Reproduce each line of the material exactly, minus any picture.

===== SOURCE DATA =====

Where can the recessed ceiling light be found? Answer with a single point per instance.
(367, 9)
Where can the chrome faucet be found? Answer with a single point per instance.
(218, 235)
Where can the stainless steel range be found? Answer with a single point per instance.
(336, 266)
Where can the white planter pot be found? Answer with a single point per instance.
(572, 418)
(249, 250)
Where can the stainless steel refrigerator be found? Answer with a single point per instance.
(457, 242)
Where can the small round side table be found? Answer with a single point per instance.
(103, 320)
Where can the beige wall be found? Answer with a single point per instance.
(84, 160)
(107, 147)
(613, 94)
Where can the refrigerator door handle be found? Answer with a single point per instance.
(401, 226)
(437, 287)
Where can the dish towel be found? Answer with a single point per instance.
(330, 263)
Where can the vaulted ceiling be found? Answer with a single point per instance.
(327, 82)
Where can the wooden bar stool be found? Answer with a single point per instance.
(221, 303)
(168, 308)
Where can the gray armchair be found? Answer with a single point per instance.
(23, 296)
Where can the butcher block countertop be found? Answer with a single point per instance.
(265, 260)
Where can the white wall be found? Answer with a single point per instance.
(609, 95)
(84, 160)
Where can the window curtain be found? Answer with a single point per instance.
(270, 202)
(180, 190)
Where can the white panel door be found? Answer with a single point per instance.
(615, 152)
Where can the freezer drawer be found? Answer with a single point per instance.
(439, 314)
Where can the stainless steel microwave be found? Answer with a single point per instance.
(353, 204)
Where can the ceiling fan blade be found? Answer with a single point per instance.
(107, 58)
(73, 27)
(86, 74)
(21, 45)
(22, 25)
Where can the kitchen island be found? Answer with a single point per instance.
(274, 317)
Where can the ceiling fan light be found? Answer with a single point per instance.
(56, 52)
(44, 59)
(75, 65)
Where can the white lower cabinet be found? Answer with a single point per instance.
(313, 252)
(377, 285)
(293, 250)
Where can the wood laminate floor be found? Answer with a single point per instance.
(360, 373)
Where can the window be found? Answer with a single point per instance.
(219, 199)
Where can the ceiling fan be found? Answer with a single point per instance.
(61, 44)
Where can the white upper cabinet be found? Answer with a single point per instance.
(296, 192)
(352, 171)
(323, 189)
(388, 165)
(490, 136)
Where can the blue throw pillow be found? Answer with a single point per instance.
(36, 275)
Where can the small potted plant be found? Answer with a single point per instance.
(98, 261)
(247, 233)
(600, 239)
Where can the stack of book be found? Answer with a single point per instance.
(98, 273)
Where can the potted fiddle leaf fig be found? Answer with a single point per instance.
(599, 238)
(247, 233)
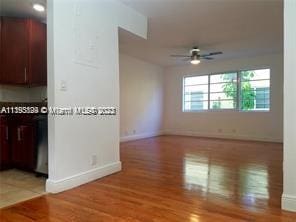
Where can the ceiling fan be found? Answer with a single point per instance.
(195, 57)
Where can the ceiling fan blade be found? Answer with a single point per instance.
(185, 56)
(215, 53)
(211, 54)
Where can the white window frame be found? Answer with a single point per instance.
(238, 100)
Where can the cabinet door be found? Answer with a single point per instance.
(24, 147)
(28, 138)
(14, 51)
(5, 159)
(37, 53)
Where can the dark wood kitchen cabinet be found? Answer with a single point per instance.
(5, 154)
(23, 58)
(24, 146)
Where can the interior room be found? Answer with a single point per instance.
(24, 154)
(140, 110)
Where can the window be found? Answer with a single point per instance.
(223, 91)
(255, 89)
(244, 90)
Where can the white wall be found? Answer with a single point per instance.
(22, 94)
(83, 57)
(242, 125)
(289, 194)
(141, 98)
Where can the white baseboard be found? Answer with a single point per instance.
(289, 202)
(140, 136)
(221, 135)
(56, 186)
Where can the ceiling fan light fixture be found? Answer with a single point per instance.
(195, 60)
(39, 7)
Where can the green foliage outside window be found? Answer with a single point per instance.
(246, 91)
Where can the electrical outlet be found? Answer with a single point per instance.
(94, 160)
(63, 85)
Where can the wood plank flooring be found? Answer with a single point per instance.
(174, 178)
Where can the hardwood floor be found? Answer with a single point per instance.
(173, 178)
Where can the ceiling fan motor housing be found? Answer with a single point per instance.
(195, 53)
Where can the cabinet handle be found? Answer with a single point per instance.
(25, 74)
(19, 134)
(6, 132)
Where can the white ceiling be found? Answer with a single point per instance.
(239, 28)
(22, 8)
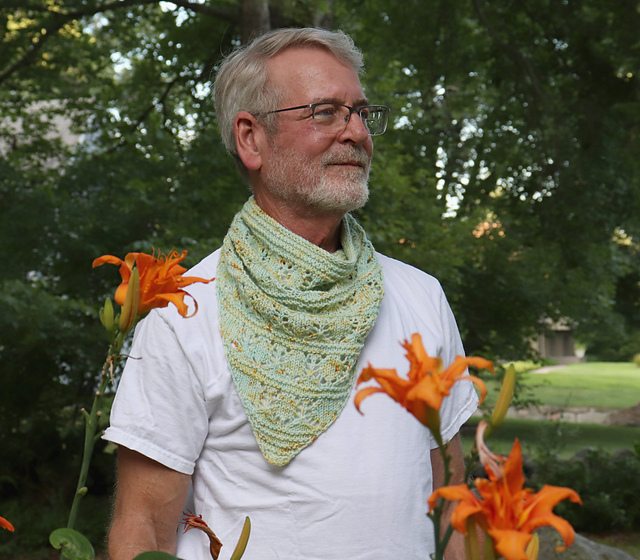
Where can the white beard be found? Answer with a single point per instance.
(324, 187)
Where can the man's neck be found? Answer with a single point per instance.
(320, 229)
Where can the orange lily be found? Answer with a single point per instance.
(6, 525)
(506, 510)
(161, 279)
(190, 521)
(427, 384)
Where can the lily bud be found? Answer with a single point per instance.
(504, 399)
(533, 548)
(130, 308)
(106, 316)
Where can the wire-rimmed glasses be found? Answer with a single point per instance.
(332, 118)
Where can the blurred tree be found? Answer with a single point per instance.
(516, 131)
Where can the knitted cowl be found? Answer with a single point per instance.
(293, 320)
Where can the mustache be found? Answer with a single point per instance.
(351, 154)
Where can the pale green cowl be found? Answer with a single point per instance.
(293, 320)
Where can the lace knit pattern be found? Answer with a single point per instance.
(293, 320)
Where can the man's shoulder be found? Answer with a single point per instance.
(395, 270)
(207, 267)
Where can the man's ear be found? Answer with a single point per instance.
(250, 137)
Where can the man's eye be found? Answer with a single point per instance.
(326, 111)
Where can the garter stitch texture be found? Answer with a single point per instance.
(293, 320)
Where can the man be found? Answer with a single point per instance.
(250, 401)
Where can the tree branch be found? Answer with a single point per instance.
(60, 18)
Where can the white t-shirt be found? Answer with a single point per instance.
(358, 492)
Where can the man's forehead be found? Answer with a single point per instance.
(318, 72)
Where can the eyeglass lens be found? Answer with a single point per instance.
(333, 118)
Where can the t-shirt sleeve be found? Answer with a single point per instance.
(159, 409)
(462, 401)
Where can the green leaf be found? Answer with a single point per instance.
(74, 545)
(156, 555)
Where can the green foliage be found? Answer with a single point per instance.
(561, 438)
(607, 484)
(74, 545)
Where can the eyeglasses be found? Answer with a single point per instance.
(332, 118)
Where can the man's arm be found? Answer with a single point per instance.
(455, 548)
(148, 507)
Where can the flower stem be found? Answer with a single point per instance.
(436, 517)
(91, 427)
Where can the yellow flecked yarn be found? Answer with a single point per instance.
(293, 320)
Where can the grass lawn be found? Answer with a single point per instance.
(563, 438)
(605, 386)
(601, 385)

=====

*RESULT OF THE TASK*
Where can the recessed ceiling light be found? Answer with a single point per instance.
(367, 9)
Where can the chrome faucet be found? Answer with a single point per instance.
(218, 235)
Where can the stainless steel range be found? Answer with a single point per instance.
(336, 266)
Where can the white planter pot be found? Answer with a single point per instance.
(572, 418)
(249, 250)
Where can the stainless steel refrigerator be found? Answer with a single point per instance.
(457, 242)
Where can the small round side table be found? Answer with a single point per instance.
(103, 320)
Where can the beige wall be found? Answer with a single point per instance.
(84, 160)
(107, 147)
(613, 94)
Where can the refrigerator door handle be found? Answer with a single point per instance.
(401, 226)
(437, 287)
Where can the dish towel be found? Answer with a single point per instance.
(330, 263)
Where can the vaulted ceiling be found? Answer with a single point per instance.
(327, 82)
Where can the wooden bar stool be found? Answer with a single point per instance.
(221, 303)
(168, 308)
Where can the gray armchair be found? Answer with a single point per instance.
(23, 296)
Where can the butcher block countertop be found? Answer with a single point per instance.
(265, 260)
Where can the white wall be found? Answer with a single point per instance.
(609, 95)
(84, 160)
Where can the window curtain be found? Answer with a single point per instance.
(270, 202)
(180, 190)
Where can the white panel door be found? Answer with a single point per instance.
(615, 152)
Where can the freezer drawer be found? Answer with a single point per instance.
(439, 314)
Where can the stainless steel microwave be found? Answer with a single point per instance.
(353, 204)
Where can the ceiling fan blade be found? Answer with a single point per instance.
(107, 58)
(73, 27)
(86, 74)
(21, 45)
(22, 25)
Where can the kitchen island be found? Answer with a single point per instance.
(274, 317)
Where can the ceiling fan light be found? Answer with a single point per instance.
(56, 52)
(44, 59)
(75, 65)
Where can the white lower cabinet be found? Answer with a single point per instance.
(313, 252)
(377, 285)
(293, 250)
Where can the wood laminate floor be found? Answer with a single point per instance.
(360, 373)
Where can the window be found? Answer with a single point per instance.
(219, 199)
Where can the ceiling fan be found? Answer with a single point per instance.
(61, 44)
Where can the white upper cabinet be found? Answer with a single point per instance.
(296, 192)
(352, 171)
(323, 189)
(388, 165)
(490, 136)
Where can the blue throw pillow be found? Answer with a single point per instance.
(36, 275)
Where can the small potted plant be found? Answer with a single point per instance.
(98, 261)
(247, 233)
(600, 239)
Where can the stack of book be found? Answer with a single point per instance.
(98, 273)
Where can the potted fiddle leaf fig be found? Answer with a single point per instance.
(599, 238)
(247, 233)
Where can the ceiling fan be found? Answer with a single point per instance.
(195, 57)
Where can the ceiling fan blade be found? Answer with a single point per instance.
(185, 56)
(215, 53)
(211, 54)
Where can the white window frame be found? Answer with a single point per instance.
(238, 100)
Where can the cabinet door be found? Answer with a single point per instance.
(24, 147)
(28, 138)
(14, 51)
(5, 159)
(37, 53)
Where can the dark wood kitchen cabinet be found? Answer with a single point per instance.
(5, 154)
(23, 58)
(24, 146)
Where can the interior room be found? Answer with a single point per instance.
(24, 154)
(140, 110)
Where can the window be found? Answer with a single point per instance.
(223, 91)
(255, 89)
(244, 90)
Where can the white wall be found? Answer with a single point per instance.
(22, 94)
(83, 57)
(242, 125)
(289, 194)
(141, 98)
Where can the white baseboard be found? Answer with a single point per instance.
(289, 202)
(140, 136)
(221, 135)
(56, 186)
Where can the ceiling fan light fixture be found? Answer with a single point per instance.
(195, 60)
(39, 7)
Where can the green foliage outside window be found? Answer with a single point per instance.
(246, 91)
Where can the electrical outlet be found? Answer with a single point per instance.
(94, 160)
(63, 85)
Where can the wood plank flooring be found? Answer with a single point per instance.
(174, 178)
Where can the hardwood floor be found? Answer with a single point per instance.
(173, 178)
Where can the ceiling fan motor housing be found? Answer with a single point per instance.
(195, 53)
Where can the cabinet handle be found? Answer with a single point per instance.
(25, 74)
(19, 134)
(6, 132)
Where can the white ceiling be found? Answer with a single point per instance.
(239, 28)
(22, 8)
Where can the white beard be found? Answer with a single point per instance.
(324, 187)
Where can the man's neck be found? Answer with a single point per instance.
(320, 229)
Where can the orange lily be found? Answer with a single point per instance.
(6, 525)
(506, 510)
(161, 279)
(190, 521)
(427, 384)
Where can the lily bud be found? Answer with a single point per instance.
(504, 399)
(533, 548)
(130, 308)
(106, 316)
Where can the wire-rimmed glasses be found? Answer with a single point per instance.
(332, 118)
Where can the blurred tree be found? Answer with a single point per instance.
(516, 131)
Where can the knitted cowl be found? Answer with a single point per instance.
(293, 320)
Where can the mustache be found? Answer with a single point per instance.
(351, 154)
Where can the pale green cowl be found? Answer with a single point per instance.
(293, 320)
Where can the lace knit pattern be found? Answer with a single point per instance.
(293, 320)
Where can the man's shoulder be found? Answer with a single point per instance.
(395, 270)
(207, 267)
Where can the man's ear be found? Answer with a single point per instance.
(250, 137)
Where can the man's eye be found? Answer with a single point per instance.
(326, 111)
Where can the garter stitch texture be found? Answer with a single point per instance.
(293, 320)
Where can the man be found? Answer with a single point per instance.
(250, 401)
Where can the tree branch be found? Answer with a single point per instance.
(60, 18)
Where can the white t-shirt be found? Answer with a single point per instance.
(358, 492)
Where can the man's forehead be found? Answer with a single point per instance.
(318, 72)
Where can the eyeglass lens be found? Answer with a single point per instance.
(333, 118)
Where can the t-shirt sleeve be found? Answer with a single point per instance.
(159, 409)
(462, 401)
Where can the green leaf be found? Answer with a single point per instance.
(74, 545)
(156, 555)
Where can the green foliage be found? Answer with a single point per instance.
(561, 438)
(607, 484)
(74, 545)
Where can the eyeglasses be found? Answer with a single point per instance.
(332, 118)
Where can the man's arm be found? Answer with a single point per instance.
(455, 548)
(148, 507)
Where can the flower stem be found? Answer with a single point per instance.
(436, 517)
(91, 427)
Where can the yellow flecked yarn be found? Answer with a single point per instance.
(293, 320)
Where can the grass lawn be found? Answer with a single point per instance.
(563, 438)
(605, 386)
(601, 385)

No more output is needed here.